Exercise aim:
All entries below are to be set down again, identical to the source.

Given entries:
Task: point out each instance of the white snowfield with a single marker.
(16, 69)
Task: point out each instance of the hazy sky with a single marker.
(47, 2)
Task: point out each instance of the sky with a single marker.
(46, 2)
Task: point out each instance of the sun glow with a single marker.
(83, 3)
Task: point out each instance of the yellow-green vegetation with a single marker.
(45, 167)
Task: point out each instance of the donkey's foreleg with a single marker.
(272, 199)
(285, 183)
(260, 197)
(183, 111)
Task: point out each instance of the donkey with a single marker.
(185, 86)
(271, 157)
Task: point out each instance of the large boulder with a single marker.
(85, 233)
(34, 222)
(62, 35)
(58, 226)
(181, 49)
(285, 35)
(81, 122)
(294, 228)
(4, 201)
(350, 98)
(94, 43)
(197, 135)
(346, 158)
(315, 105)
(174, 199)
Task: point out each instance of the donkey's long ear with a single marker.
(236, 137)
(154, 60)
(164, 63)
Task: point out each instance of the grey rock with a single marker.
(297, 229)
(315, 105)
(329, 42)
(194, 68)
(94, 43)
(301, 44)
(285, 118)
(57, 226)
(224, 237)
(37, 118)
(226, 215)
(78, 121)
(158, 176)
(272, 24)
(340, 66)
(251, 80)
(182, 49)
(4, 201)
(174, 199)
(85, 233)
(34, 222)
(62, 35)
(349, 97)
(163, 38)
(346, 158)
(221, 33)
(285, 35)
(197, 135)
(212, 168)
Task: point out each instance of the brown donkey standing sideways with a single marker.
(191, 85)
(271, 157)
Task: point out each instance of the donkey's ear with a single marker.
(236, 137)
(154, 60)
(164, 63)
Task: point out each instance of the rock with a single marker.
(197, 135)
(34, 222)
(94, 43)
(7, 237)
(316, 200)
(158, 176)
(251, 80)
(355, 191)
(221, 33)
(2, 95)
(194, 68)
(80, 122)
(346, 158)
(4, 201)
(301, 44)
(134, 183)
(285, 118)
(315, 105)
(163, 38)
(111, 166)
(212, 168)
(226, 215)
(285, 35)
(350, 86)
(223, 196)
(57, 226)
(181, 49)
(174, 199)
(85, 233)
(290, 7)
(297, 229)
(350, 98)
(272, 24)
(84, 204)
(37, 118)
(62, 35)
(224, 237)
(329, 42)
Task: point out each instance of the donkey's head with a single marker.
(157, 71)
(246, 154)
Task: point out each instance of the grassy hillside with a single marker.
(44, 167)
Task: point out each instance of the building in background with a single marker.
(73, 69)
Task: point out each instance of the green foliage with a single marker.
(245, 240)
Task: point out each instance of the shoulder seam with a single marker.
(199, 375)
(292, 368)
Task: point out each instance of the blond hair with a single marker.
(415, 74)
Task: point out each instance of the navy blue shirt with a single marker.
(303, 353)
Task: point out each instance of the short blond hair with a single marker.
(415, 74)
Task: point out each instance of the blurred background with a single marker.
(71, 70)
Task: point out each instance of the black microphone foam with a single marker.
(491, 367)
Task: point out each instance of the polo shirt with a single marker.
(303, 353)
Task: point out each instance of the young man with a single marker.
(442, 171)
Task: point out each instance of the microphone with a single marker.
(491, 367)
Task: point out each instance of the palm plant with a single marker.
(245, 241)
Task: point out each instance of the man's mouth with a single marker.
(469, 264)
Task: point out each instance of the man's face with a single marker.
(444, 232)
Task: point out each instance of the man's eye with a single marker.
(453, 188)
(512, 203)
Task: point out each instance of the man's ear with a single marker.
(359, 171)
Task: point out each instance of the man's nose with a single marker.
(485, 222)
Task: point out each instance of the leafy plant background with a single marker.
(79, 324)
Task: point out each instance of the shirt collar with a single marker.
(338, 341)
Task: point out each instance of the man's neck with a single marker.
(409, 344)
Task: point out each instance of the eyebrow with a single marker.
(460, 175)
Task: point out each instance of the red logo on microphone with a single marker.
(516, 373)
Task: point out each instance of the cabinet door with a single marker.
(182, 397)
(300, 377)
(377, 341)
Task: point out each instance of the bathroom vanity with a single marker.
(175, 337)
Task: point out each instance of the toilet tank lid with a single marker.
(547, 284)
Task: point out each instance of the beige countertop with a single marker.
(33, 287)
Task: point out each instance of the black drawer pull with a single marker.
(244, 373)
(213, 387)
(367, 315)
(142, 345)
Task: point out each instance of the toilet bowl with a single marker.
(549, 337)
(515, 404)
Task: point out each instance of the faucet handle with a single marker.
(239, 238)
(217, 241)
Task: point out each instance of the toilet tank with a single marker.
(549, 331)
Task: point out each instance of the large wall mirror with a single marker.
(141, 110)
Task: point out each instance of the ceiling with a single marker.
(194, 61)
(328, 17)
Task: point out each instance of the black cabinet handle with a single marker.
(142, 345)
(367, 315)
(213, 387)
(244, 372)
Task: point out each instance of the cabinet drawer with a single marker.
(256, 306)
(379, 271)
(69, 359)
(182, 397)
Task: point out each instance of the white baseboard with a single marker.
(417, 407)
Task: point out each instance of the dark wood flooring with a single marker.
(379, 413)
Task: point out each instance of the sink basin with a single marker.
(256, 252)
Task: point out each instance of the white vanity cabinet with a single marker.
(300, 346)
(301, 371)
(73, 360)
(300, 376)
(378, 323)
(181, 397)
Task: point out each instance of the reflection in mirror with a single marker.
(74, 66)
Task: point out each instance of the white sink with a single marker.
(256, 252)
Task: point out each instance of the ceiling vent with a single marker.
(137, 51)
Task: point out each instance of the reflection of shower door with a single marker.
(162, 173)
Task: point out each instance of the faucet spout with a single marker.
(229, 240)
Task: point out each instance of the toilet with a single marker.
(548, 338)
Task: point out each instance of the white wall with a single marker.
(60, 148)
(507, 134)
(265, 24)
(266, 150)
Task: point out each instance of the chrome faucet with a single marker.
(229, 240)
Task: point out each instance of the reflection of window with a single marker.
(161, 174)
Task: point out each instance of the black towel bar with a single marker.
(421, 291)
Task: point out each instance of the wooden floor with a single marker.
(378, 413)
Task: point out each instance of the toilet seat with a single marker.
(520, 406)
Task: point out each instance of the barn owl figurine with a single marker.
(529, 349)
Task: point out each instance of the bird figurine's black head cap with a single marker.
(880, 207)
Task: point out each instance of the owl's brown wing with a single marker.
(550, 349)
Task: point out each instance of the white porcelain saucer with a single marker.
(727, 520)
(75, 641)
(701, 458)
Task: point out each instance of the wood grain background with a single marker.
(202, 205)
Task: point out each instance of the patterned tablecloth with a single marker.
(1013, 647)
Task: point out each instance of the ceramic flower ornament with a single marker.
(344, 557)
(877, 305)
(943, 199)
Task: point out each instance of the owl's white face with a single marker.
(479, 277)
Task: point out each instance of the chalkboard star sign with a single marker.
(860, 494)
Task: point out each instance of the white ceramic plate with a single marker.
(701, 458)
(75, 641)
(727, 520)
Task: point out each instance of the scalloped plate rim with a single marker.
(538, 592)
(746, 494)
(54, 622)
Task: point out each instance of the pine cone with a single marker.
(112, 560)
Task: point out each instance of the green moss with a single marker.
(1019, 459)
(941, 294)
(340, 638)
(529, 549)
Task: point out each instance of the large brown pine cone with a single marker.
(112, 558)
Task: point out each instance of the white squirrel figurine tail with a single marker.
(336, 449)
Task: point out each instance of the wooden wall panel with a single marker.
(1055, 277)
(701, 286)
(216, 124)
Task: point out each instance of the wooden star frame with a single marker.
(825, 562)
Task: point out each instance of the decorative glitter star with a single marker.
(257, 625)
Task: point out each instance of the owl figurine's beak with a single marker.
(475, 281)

Completed task:
Task: point out each instance of the white snowfield with a single marker.
(16, 69)
Task: point out each instance of the hazy sky with a single marker.
(47, 2)
Task: point out each instance of the sky with a single marker.
(46, 2)
Task: point out each instance of the sun glow with a single marker.
(83, 3)
Task: point out each instance of the yellow-green vegetation with a single marker.
(45, 167)
Task: point out each instance of the donkey's foreleg with a single marker.
(272, 199)
(285, 183)
(260, 197)
(183, 111)
Task: point out each instance of the donkey with a single marker.
(185, 86)
(271, 157)
Task: point out each instance of the large boulder with a single marker.
(85, 233)
(34, 222)
(62, 35)
(58, 226)
(181, 49)
(285, 35)
(81, 122)
(294, 228)
(4, 201)
(350, 98)
(94, 43)
(197, 135)
(346, 158)
(315, 105)
(174, 199)
Task: point out each instance of the donkey's long ear with a single marker.
(236, 137)
(154, 60)
(164, 63)
Task: point out each instance of the grey rock with a single marker.
(297, 229)
(315, 105)
(329, 42)
(194, 68)
(94, 43)
(301, 44)
(285, 118)
(57, 226)
(224, 237)
(37, 118)
(226, 215)
(78, 121)
(158, 176)
(272, 24)
(340, 66)
(251, 80)
(182, 49)
(4, 201)
(174, 199)
(85, 233)
(34, 222)
(62, 35)
(349, 97)
(163, 38)
(346, 158)
(221, 33)
(285, 35)
(197, 135)
(212, 168)
Task: point out each instance of the brown donkey standing sideways with a single marker.
(191, 85)
(271, 157)
Task: point out each instance of the donkey's ear with a single marker.
(236, 137)
(154, 60)
(164, 63)
Task: point out each instance of the rock with a single marker.
(197, 135)
(34, 222)
(94, 43)
(7, 237)
(316, 200)
(158, 176)
(251, 80)
(355, 191)
(221, 33)
(2, 95)
(194, 68)
(80, 122)
(346, 158)
(4, 201)
(301, 44)
(134, 183)
(285, 118)
(315, 105)
(163, 38)
(111, 166)
(212, 168)
(226, 215)
(285, 35)
(350, 86)
(223, 196)
(57, 226)
(181, 49)
(174, 199)
(85, 233)
(290, 7)
(297, 229)
(350, 98)
(272, 24)
(84, 204)
(37, 118)
(62, 35)
(224, 237)
(329, 42)
Task: point out each instance of the donkey's head with a single marker.
(157, 71)
(246, 154)
Task: point out each instance of the grassy hillside with a single marker.
(44, 167)
Task: point out each instance of the building in background with a single marker.
(73, 69)
Task: point out each instance of the green foliage with a single marker.
(245, 240)
Task: point out each instance of the shoulder seam with a single marker.
(199, 375)
(292, 368)
Task: point out each instance of the blond hair with a single marker.
(415, 74)
Task: point out each instance of the navy blue shirt with a single marker.
(303, 353)
Task: point out each instance of the short blond hair with a single marker.
(415, 74)
Task: point out each instance of the blurred background with a single marker.
(71, 70)
Task: point out each instance of the black microphone foam with a single marker.
(491, 367)
Task: point out each instance of the polo shirt with a single marker.
(303, 353)
Task: point out each instance of the young man with a single marker.
(442, 171)
Task: point out each instance of the microphone with a single marker.
(491, 367)
Task: point out each instance of the palm plant with a single marker.
(245, 241)
Task: point out each instance of the man's mouth with a single marker.
(469, 264)
Task: point out each instance of the man's face with a single marker.
(444, 232)
Task: point out each instance of the man's eye with a single marker.
(453, 188)
(512, 203)
Task: point out each instance of the man's ear with a single marker.
(359, 171)
Task: point out each instance of the man's nose with a single marker.
(485, 222)
Task: point out each instance of the leafy plant background with a single marker.
(79, 324)
Task: point out each instance of the shirt collar with a single marker.
(338, 341)
Task: point out each instance of the man's neck with a single marker.
(409, 344)
Task: point out each instance of the eyebrow with a single marker.
(460, 175)
Task: point out each instance of the red logo on microphone with a single marker.
(516, 373)
Task: point out each instance of the cabinet door with a single marker.
(182, 397)
(300, 377)
(377, 341)
Task: point out each instance of the bathroom vanity with a single marker.
(175, 337)
Task: point out each instance of the toilet tank lid with a single marker.
(547, 284)
Task: point out each instance of the beige countertop with a single marker.
(33, 287)
Task: point out each instance of the black drawer pull with a single marker.
(244, 373)
(213, 387)
(367, 315)
(142, 345)
Task: point out each instance of the toilet bowl with a single marker.
(549, 337)
(515, 404)
Task: point out each instance of the faucet handle with a single marker.
(239, 238)
(217, 241)
Task: point out each instance of the toilet tank with a single marker.
(549, 331)
Task: point out each instance of the large wall mirror with a single marker.
(141, 110)
Task: point out each instance of the ceiling with a single marker.
(194, 61)
(328, 17)
Task: point out each instance of the black cabinet handle with a single marker.
(142, 345)
(367, 315)
(213, 387)
(244, 372)
Task: point out each instance of the cabinet drawer with a single marker.
(256, 306)
(379, 271)
(69, 359)
(182, 397)
Task: point out each instance of the white baseboard with a single marker.
(417, 407)
Task: point out each instance of the dark wood flooring with a single marker.
(379, 413)
Task: point out each instance of the sink basin with a single marker.
(256, 252)
Task: point out each instance of the white vanity cabinet with a single marker.
(300, 346)
(301, 371)
(73, 360)
(300, 376)
(378, 323)
(181, 397)
Task: point out each instance of the reflection in mirror with a single marker.
(74, 66)
Task: point out each instance of the white sink with a single marker.
(256, 252)
Task: point out each instance of the ceiling vent with a single marker.
(137, 51)
Task: point out each instance of the reflection of shower door with a single marker.
(162, 173)
Task: point out each instance of the faucet spout with a single marker.
(229, 240)
Task: point out each instance of the toilet with a single marker.
(548, 338)
Task: point out each instance of the white wall with a single marker.
(60, 148)
(507, 134)
(265, 24)
(266, 150)
Task: point out each instance of the chrome faucet with a single marker.
(229, 240)
Task: point out each instance of the reflection of window with a single marker.
(161, 174)
Task: point out each instance of the black towel bar with a single marker.
(421, 291)
Task: point out each instance of the wooden floor with a single marker.
(378, 413)
Task: point out each instance of the toilet seat with a single marker.
(520, 406)
Task: point out each instance of the barn owl figurine with a single marker.
(529, 349)
Task: point out each instance of the bird figurine's black head cap with a single marker.
(880, 207)
Task: point out each instance of the owl's brown wing with a single marker.
(550, 349)
Task: point out each instance of the white porcelain saucer with a single marker.
(727, 520)
(75, 641)
(701, 458)
Task: point out each instance of the wood grain background with a single marker.
(202, 205)
Task: point out each instance of the patterned tablecloth with a single marker.
(1013, 647)
Task: point out each instance of the ceramic flower ornament with a single marker.
(344, 557)
(877, 305)
(943, 199)
Task: point out each instance of the owl's white face with a single marker.
(479, 277)
Task: point out each instance of the chalkboard star sign with a single marker.
(860, 494)
Task: point out each instance of the white ceramic plate with a single marker.
(701, 458)
(75, 641)
(727, 520)
Task: point out each instance of the scalloped plate rim with a single marker.
(538, 592)
(746, 494)
(54, 622)
Task: point out each instance of the pine cone with a single marker.
(112, 560)
Task: point out each instance of the green moss with a single marker.
(1019, 459)
(941, 294)
(340, 638)
(529, 549)
Task: point out each instance of the large brown pine cone with a single marker.
(112, 558)
Task: point out each instance of the white squirrel figurine tail with a single marker.
(336, 449)
Task: point out each instance of the wooden wall panel with a single marker.
(1055, 277)
(701, 286)
(216, 124)
Task: point out each instance of the wooden star frame with a single marker.
(825, 562)
Task: point out each instance of the decorative glitter star with a single marker.
(257, 625)
Task: point out each instance of the owl figurine's beak with a single marker.
(475, 281)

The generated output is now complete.